# [Exercise brief]
The entries below must be repeated exactly. None may be skipped.

# [Records for this task]

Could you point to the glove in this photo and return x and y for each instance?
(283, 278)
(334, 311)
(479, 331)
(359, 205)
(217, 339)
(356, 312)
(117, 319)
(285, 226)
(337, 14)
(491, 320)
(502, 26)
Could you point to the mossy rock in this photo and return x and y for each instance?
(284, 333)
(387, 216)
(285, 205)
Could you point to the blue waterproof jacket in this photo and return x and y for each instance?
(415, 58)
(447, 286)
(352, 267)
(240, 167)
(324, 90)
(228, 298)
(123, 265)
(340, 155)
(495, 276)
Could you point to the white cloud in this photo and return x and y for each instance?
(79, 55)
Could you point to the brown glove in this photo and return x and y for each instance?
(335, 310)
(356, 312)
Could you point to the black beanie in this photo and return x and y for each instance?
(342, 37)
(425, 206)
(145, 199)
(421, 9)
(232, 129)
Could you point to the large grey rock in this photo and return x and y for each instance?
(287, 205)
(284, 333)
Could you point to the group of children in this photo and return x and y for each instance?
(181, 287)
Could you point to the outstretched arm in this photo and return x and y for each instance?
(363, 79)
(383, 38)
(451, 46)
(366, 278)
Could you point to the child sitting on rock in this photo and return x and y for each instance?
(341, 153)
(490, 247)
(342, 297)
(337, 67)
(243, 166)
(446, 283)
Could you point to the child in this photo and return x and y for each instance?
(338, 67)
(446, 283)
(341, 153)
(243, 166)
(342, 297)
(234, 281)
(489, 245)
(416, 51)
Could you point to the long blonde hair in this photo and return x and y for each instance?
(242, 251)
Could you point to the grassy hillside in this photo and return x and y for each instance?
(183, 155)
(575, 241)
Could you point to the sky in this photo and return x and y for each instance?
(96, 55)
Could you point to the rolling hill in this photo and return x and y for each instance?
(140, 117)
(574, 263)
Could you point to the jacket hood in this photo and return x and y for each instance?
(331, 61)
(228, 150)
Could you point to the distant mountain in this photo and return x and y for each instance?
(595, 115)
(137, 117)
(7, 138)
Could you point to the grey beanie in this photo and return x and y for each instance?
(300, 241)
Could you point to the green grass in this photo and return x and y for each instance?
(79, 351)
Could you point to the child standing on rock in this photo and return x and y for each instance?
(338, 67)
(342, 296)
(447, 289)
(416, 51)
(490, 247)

# [Written answer]
Could you point to the glove in this photo and return x and y for each instance?
(283, 278)
(334, 311)
(479, 331)
(359, 205)
(217, 339)
(356, 312)
(117, 319)
(285, 226)
(337, 14)
(491, 320)
(502, 26)
Could you point to the mossy rock in this photo and return x and y for each instance?
(284, 333)
(387, 216)
(285, 205)
Could you point to the blue waterproof jacket in this photo and return x and y for each instance?
(415, 58)
(447, 286)
(352, 267)
(240, 167)
(324, 90)
(228, 298)
(123, 265)
(340, 155)
(495, 276)
Could you point to the white cloud in this photo and return x and y for each instance?
(79, 55)
Could you point to the brown glove in this photo and return x and y for each instance?
(335, 310)
(356, 312)
Could you point to the black beanie in this photo and return x and y for each instance?
(342, 37)
(425, 206)
(145, 199)
(421, 9)
(232, 129)
Could you point to the large grey rock in this photo and return x and y for each instance?
(287, 205)
(284, 333)
Could you point to the group of children in this photo and return x and y for each instance?
(181, 287)
Could you point to the outstretched arm in this photo and return x and y for each instance?
(363, 79)
(383, 38)
(451, 46)
(366, 278)
Could you point to the child sitting on rock in this photo and return x and y for each instance?
(341, 153)
(490, 247)
(342, 297)
(337, 67)
(243, 166)
(446, 283)
Could you point to the child in this photo and return x and y for each instance?
(338, 67)
(446, 283)
(341, 153)
(243, 166)
(342, 297)
(234, 281)
(489, 245)
(416, 51)
Could you point to the long blonde hair in this photo and return x and y for each instance?
(242, 251)
Could you point to the grassy hillside in this photo and return x and y for each instance?
(183, 155)
(575, 241)
Could you point to the sky in this photo and return x and y for each instance?
(96, 55)
Could you point to the rolling hill in this photo and return x and y for each instance?
(140, 117)
(574, 263)
Could you point to the jacket hood in this photo and return x and y for each instance?
(331, 61)
(228, 150)
Could you point to the distant mountain in this photo and return x and y for each instance?
(595, 115)
(137, 117)
(7, 138)
Could you point to the grey beanie in this photo and return x and y for each instance?
(300, 241)
Could you point to the green grass in this photo and return x and y for each instance?
(79, 351)
Could you point to the child standing on rock in this photo and return x and y for each instance?
(338, 67)
(342, 296)
(447, 289)
(416, 51)
(490, 247)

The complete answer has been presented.